» **Extracted entries**:
▶
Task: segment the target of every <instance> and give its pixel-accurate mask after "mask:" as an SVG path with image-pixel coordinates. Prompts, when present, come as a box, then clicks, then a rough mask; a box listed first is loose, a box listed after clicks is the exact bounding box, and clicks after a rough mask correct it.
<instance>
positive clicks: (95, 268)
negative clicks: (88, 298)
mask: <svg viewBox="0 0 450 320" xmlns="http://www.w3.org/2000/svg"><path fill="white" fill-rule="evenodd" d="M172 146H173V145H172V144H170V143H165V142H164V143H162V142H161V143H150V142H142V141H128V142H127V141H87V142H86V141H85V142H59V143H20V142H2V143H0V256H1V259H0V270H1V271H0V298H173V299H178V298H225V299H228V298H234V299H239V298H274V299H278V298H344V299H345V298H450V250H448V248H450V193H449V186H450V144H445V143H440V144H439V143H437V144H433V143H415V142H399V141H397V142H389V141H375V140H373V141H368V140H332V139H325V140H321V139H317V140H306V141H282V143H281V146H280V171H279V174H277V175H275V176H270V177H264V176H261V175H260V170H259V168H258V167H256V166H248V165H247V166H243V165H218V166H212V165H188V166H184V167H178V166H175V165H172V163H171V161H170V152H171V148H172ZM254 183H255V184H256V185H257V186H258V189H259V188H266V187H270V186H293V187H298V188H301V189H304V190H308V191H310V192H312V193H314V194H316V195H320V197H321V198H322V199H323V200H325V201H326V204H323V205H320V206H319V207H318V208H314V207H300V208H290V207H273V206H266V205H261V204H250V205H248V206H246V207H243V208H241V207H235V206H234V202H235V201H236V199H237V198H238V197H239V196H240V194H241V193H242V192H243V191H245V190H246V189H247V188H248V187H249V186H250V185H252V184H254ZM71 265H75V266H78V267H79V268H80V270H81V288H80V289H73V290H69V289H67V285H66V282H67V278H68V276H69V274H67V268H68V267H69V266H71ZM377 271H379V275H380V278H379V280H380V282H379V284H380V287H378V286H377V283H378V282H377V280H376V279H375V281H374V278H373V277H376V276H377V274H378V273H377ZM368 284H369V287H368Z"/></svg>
◀
» **Problem to solve**: Edit the listing above by changing every "rough mask" to "coarse mask", and give its lines again with nothing else changed.

» **Output for this exercise**:
Task: segment the target of every <instance> and give its pixel-accurate mask after "mask:" as an SVG path with image-pixel coordinates. Prompts, when present, come as a box, then clicks, then a coarse mask; a box listed first is loose, a box listed after clicks is the exact bounding box, and clicks after a coarse mask correct it.
<instance>
positive clicks: (95, 268)
negative clicks: (88, 298)
mask: <svg viewBox="0 0 450 320" xmlns="http://www.w3.org/2000/svg"><path fill="white" fill-rule="evenodd" d="M172 146H173V145H172V144H170V143H165V142H164V143H162V142H161V143H150V142H142V141H128V142H127V141H87V142H86V141H85V142H59V143H20V142H2V143H0V256H1V259H0V270H1V271H0V298H173V299H178V298H225V299H228V298H234V299H239V298H274V299H278V298H344V299H345V298H450V250H448V248H450V193H449V186H450V144H445V143H440V144H439V143H437V144H433V143H415V142H399V141H397V142H389V141H375V140H373V141H368V140H332V139H325V140H321V139H317V140H306V141H282V143H281V146H280V171H279V174H277V175H275V176H270V177H264V176H261V175H260V170H259V168H258V167H256V166H248V165H247V166H243V165H218V166H212V165H188V166H184V167H178V166H175V165H172V163H171V161H170V152H171V148H172ZM254 183H255V184H256V185H257V186H258V189H259V188H266V187H270V186H293V187H298V188H301V189H304V190H308V191H310V192H312V193H314V194H316V195H320V197H321V198H322V199H323V200H325V201H326V204H323V205H320V206H319V207H318V208H314V207H300V208H290V207H273V206H266V205H261V204H250V205H248V206H246V207H243V208H241V207H235V206H234V202H235V201H236V199H237V198H238V197H239V196H240V194H241V193H242V192H243V191H245V190H246V189H247V188H248V187H249V186H250V185H252V184H254ZM71 265H75V266H78V267H79V268H80V270H81V288H80V289H73V290H69V289H67V285H66V282H67V278H68V276H69V274H67V268H68V267H69V266H71ZM377 271H379V275H380V278H379V280H380V282H379V284H380V287H378V286H377V283H378V282H377V280H376V279H375V281H374V278H373V277H376V276H377V274H378V273H377ZM368 284H369V287H368Z"/></svg>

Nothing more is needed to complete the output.